■ Data for analysis
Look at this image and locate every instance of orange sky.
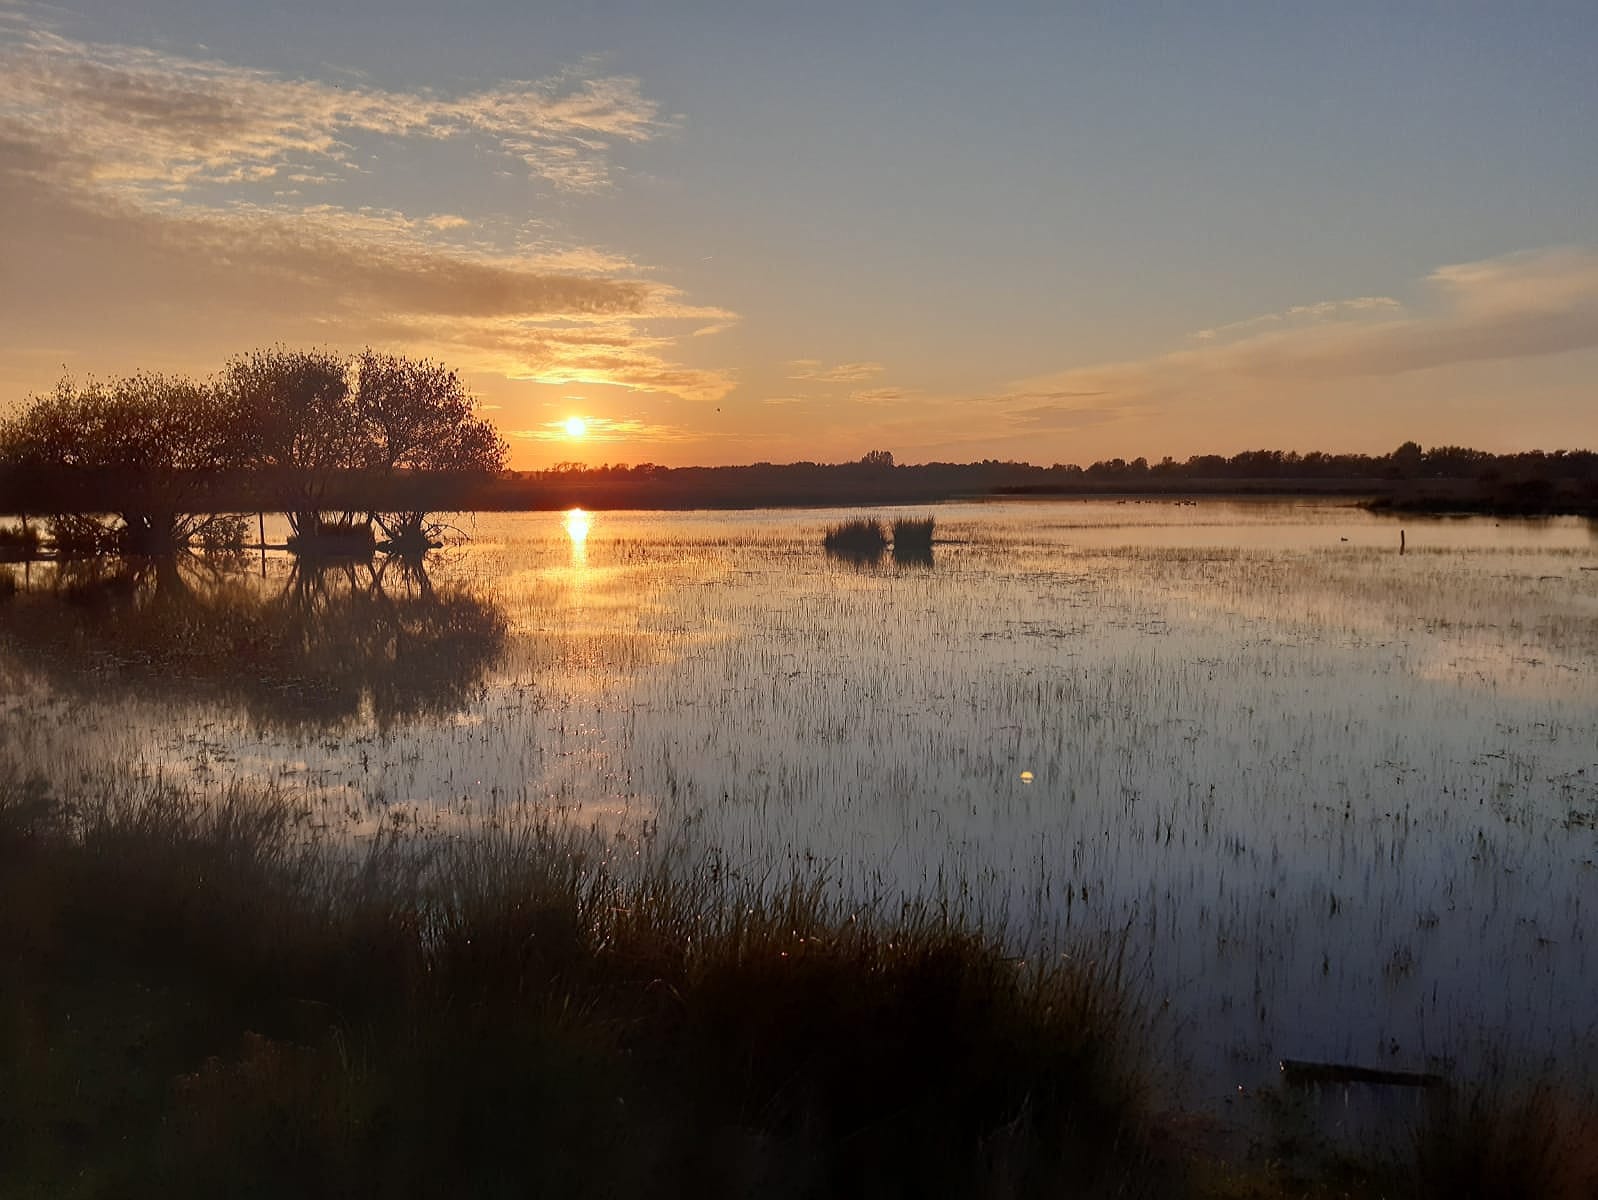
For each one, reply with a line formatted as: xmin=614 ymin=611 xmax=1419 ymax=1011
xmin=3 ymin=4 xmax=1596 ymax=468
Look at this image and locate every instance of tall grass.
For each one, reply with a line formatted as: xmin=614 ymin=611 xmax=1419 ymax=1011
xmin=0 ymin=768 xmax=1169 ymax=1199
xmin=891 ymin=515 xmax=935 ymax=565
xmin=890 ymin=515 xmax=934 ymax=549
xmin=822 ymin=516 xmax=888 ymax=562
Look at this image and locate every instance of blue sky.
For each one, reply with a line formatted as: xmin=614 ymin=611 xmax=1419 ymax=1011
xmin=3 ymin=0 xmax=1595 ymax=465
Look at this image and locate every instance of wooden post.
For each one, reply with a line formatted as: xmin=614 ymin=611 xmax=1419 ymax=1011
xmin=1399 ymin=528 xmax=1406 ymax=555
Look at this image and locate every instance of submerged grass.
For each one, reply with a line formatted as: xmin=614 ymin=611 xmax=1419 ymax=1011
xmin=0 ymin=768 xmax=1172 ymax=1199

■ Task statement
Set down only these lines, exactly: the one containing "Look at this image and locate every instance of tall" and each line after it through the end of the entries above.

■ Expected output
Look at this image and locate every instance of tall grass.
For each one, reply with a line formatted as: xmin=614 ymin=611 xmax=1419 ymax=1011
xmin=0 ymin=768 xmax=1169 ymax=1199
xmin=891 ymin=515 xmax=935 ymax=565
xmin=890 ymin=515 xmax=934 ymax=549
xmin=822 ymin=516 xmax=888 ymax=562
Look at this image and locate every instance of blue sky.
For each one, reply with a line formatted as: xmin=614 ymin=611 xmax=1419 ymax=1011
xmin=3 ymin=0 xmax=1595 ymax=465
Look at this image and locate every instance of wooden post.
For each one, reply with a line formatted as: xmin=614 ymin=611 xmax=1419 ymax=1011
xmin=1399 ymin=528 xmax=1406 ymax=555
Look at this image and locate every instance of submerged grass.
For each one, reply with a line formatted as: xmin=614 ymin=611 xmax=1419 ymax=1011
xmin=0 ymin=768 xmax=1172 ymax=1199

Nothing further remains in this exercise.